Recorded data
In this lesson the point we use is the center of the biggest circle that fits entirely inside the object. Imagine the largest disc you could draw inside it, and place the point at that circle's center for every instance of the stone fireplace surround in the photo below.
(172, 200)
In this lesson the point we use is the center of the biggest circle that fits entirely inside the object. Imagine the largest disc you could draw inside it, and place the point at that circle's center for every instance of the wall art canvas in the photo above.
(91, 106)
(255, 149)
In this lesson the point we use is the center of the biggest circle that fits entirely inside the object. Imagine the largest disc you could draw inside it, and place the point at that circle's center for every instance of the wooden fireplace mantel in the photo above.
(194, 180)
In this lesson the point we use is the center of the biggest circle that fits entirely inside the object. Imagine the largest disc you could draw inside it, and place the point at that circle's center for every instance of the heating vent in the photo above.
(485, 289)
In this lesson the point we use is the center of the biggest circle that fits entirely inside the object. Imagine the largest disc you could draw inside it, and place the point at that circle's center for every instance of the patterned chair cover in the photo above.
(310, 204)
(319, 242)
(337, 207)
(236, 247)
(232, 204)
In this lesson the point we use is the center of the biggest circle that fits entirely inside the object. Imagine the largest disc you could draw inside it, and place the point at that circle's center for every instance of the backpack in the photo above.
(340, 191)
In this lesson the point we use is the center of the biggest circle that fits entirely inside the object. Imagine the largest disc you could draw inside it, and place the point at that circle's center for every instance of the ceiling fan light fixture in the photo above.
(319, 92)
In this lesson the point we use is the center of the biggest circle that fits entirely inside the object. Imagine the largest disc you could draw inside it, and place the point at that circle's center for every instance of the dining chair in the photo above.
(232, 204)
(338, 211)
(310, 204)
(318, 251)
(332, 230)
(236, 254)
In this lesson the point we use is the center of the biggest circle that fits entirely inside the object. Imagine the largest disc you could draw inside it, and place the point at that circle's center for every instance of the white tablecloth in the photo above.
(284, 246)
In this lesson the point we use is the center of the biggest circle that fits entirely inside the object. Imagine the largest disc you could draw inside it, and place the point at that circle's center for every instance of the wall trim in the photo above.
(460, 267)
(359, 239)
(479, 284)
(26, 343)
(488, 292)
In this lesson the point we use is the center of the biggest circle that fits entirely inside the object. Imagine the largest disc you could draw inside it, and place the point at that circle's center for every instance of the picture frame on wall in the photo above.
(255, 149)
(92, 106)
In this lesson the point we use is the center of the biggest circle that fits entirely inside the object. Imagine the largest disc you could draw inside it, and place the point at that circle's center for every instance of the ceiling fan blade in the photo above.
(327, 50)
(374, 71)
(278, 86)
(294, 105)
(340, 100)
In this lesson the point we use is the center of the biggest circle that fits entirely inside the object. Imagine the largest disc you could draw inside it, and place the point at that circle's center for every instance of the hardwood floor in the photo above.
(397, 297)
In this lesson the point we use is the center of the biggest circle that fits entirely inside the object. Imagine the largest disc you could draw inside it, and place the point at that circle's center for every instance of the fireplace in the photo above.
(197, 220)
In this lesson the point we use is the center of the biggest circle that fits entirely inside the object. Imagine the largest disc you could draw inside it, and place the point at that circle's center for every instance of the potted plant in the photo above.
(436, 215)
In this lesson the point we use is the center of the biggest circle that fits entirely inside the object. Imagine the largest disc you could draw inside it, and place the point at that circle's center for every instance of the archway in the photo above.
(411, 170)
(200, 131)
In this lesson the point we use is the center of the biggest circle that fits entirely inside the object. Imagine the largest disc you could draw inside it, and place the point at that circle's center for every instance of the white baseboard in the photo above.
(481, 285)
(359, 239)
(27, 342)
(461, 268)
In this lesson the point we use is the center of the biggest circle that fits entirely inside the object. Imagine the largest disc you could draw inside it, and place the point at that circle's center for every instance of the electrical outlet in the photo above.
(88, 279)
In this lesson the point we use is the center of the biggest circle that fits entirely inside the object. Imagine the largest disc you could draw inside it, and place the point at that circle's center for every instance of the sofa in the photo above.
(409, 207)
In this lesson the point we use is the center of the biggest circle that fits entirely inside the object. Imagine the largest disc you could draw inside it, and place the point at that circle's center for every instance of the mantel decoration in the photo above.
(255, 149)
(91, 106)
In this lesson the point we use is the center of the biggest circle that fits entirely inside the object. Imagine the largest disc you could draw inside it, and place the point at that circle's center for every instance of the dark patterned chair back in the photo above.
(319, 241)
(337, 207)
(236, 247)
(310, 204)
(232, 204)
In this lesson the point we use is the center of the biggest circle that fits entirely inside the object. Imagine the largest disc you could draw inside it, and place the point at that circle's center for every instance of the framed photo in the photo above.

## TASK TO COMPLETE
Every entry above should be duplicated exactly.

## REPLY TO THE EXERCISE
In this lesson the point we use is the center of the biggest circle that fits entirely inside the object. Imagine the largest disc you could draw inside it, and place the point at that circle's center for every instance of the stone fireplace surround in the photo below.
(172, 200)
In this lesson the point we use is the center of the biggest circle that fits entirely inside the object. Imagine the largest disc you could draw inside it, and place the point at that circle's center for every instance of the wall art canvas in the photo above.
(91, 106)
(255, 149)
In this lesson the point we use is the center of the biggest circle that fits entirely inside the object. Imagine the largest disc you could draw inside it, and place the point at that circle's center for every instance of the wooden fireplace mantel in the photo above.
(194, 180)
In this lesson the point we use is the center of the biggest circle that fits entirely inside the object. Imagine the largest disc you could draw inside it, and place the point at that circle's center for every instance of the heating vent in the photo above.
(485, 289)
In this lesson the point we use is the center of the biggest circle that fits entirely inside the object. Imagine the largest disc you could draw inside it, and place the point at that circle's center for every instance of the patterned chair cover in the photo above.
(310, 204)
(319, 242)
(337, 207)
(236, 247)
(232, 204)
In this lesson the point we use is the center of the biggest circle that fits entirely inside the object. Imagine the largest disc you could draw inside it, and place the point at that circle's center for every instance of the backpack in the photo above.
(340, 191)
In this lesson the point we use is the center of the biggest circle that fits entirely inside the object. Imagine the largest disc you could draw inside it, and place the point at that circle's center for every instance of the ceiling fan light fixture in the photo above.
(319, 92)
In this lesson the point we use is the center of the biggest circle that fits entirely inside the object. Imagine the largest disc you could draw inside it, and place the point at that circle's center for every instance of the dining chair in the photo above.
(232, 204)
(338, 211)
(310, 204)
(318, 251)
(332, 230)
(236, 254)
In this lesson the point we use is the center of the biggest circle that fits entirely inside the object. Imagine the largest disc you could draw inside it, and place the point at that circle's center for every instance of the white tablecloth in the photo above.
(284, 246)
In this lesson the point we use is the center of the biggest circle that fits entirely inside the object. Imagine the largest disc you could draw inside it, and place the point at that circle's center for every instance of the wall trim in the photo above.
(460, 267)
(359, 239)
(479, 284)
(26, 343)
(488, 292)
In this lesson the point we use is the center of the biggest circle that fits entirely inside the object. Imagine the largest disc you could draw inside it, and place the point at that circle's center for every instance of the picture frame on wall in the photo above.
(255, 149)
(92, 106)
In this lesson the point we use is the center of the biggest circle that fits entirely inside the object. Imagine the largest disc you could draw inside it, and place the point at that circle's center for every instance of the ceiling fan blade in the photo above.
(327, 50)
(374, 71)
(278, 86)
(294, 105)
(340, 100)
In this lesson the point we use is the center of the biggest circle that fits entirely inside the object. Imagine the largest disc you could draw inside it, and place the point at that circle's center for every instance of the hardwood floor in the photo above.
(397, 297)
In this lesson the point we use is the center of the biggest circle that fits entirely inside the object. Imagine the largest disc you could draw inside it, and place the point at that circle's center for every instance of the fireplace in the photo above.
(197, 220)
In this lesson the point we use is the center of the biggest circle that fits entirely inside the object. Imagine the largest disc you could draw inside it, and place the point at that circle's center for every instance of the potted plant in the photo above.
(436, 215)
In this lesson the point we use is the center of the biggest circle that fits entirely inside the object. Imagine the largest disc you could draw inside it, and place the point at that circle's center for every instance of the archway in the photo above.
(411, 170)
(200, 131)
In this lesson the point we use is the center of the biggest circle that fits entirely inside the object. Imagine the largest disc you could draw inside it, and place the point at that circle's center for every instance of the white baseboard in the photo above.
(481, 285)
(359, 239)
(27, 342)
(461, 268)
In this lesson the point we use is the center of the biggest circle that fits entirely inside the object. Imagine the largest disc you could draw inside it, and place the point at that circle's center for every instance of the electrical outlet in the photo above.
(88, 279)
In this lesson the point we use is the center of the biggest circle that fits entirely inside the object. Imagine the largest disc you could draw inside it, and place the point at that circle's center for every instance of the sofa in the photo above.
(409, 207)
In this lesson the point we use is the center of the biggest circle that fits entirely inside the object. Imagine the largest disc you could draw inside it, and place the point at that circle's center for every instance of the mantel decoration in the photo above.
(255, 149)
(91, 106)
In this lesson the point we use is the center of the biggest circle that fits entirely inside the object. Imagine the largest disc you could draw inside it, and place the point at that circle's center for every instance of the dark patterned chair back in the photo above.
(319, 241)
(337, 207)
(236, 247)
(310, 204)
(232, 204)
In this lesson the point we use is the center of the biggest circle that fits entirely inside the object. Imagine the largest disc you could draw inside it, and place the point at that circle's center for every instance of the framed photo in the photo above.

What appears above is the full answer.